Stored data entries:
□ □ □ □

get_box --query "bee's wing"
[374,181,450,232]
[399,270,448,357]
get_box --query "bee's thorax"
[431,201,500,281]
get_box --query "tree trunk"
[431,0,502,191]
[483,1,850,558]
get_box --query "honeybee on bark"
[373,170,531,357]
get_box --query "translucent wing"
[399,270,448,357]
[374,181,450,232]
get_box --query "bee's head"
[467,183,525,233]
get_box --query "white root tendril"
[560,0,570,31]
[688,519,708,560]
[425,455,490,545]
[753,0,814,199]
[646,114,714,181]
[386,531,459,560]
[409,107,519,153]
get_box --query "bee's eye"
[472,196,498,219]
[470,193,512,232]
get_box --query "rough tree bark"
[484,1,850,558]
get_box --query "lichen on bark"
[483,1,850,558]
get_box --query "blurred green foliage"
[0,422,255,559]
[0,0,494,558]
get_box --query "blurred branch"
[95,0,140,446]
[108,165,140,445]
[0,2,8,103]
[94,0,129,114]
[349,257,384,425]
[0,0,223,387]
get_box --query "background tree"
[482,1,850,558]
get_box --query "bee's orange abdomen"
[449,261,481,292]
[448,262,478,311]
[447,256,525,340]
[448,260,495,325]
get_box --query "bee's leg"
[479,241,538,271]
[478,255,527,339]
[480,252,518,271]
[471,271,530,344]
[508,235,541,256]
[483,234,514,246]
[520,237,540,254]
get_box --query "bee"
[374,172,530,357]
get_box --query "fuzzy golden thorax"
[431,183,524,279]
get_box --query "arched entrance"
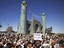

□ □ □ □

** Instructions for the task **
Return the data exactly. Do not carry over any images.

** Solution **
get_box --query "bee's wing"
[374,181,450,232]
[399,270,448,357]
get_box --query "bee's thorax"
[431,201,500,281]
get_box --query "tree trunk"
[431,0,502,191]
[483,1,850,558]
get_box --query "honeybee on bark"
[373,170,531,357]
get_box --query "translucent wing"
[399,270,448,357]
[374,181,450,232]
get_box --query "bee's head"
[467,183,525,233]
get_box --query "white root tendril"
[560,0,570,31]
[688,519,708,560]
[425,455,490,545]
[753,0,814,199]
[646,114,714,181]
[386,531,459,560]
[409,107,519,153]
get_box --query "bee's eye"
[472,196,498,219]
[470,193,512,232]
get_box --query "rough tree bark"
[484,1,850,558]
get_box --query "lichen on bark"
[483,1,850,558]
get_box --query "blurred green foliage"
[0,422,255,559]
[0,0,494,558]
get_box --query "blurred branch"
[95,0,140,446]
[108,165,140,445]
[0,2,8,103]
[94,0,129,114]
[349,257,384,425]
[0,0,223,387]
get_box --query "background tree"
[482,1,850,558]
get_box --query "bee's orange abdomen"
[449,261,481,292]
[448,262,478,311]
[447,256,525,340]
[448,260,495,325]
get_box --query "bee's leg"
[479,241,538,271]
[478,255,527,339]
[480,252,518,271]
[471,271,530,344]
[508,235,541,256]
[483,234,514,246]
[520,237,540,254]
get_box --query "bee"
[374,172,530,357]
get_box --query "fuzzy golden thorax"
[431,183,524,279]
get_box --query "arched entrance"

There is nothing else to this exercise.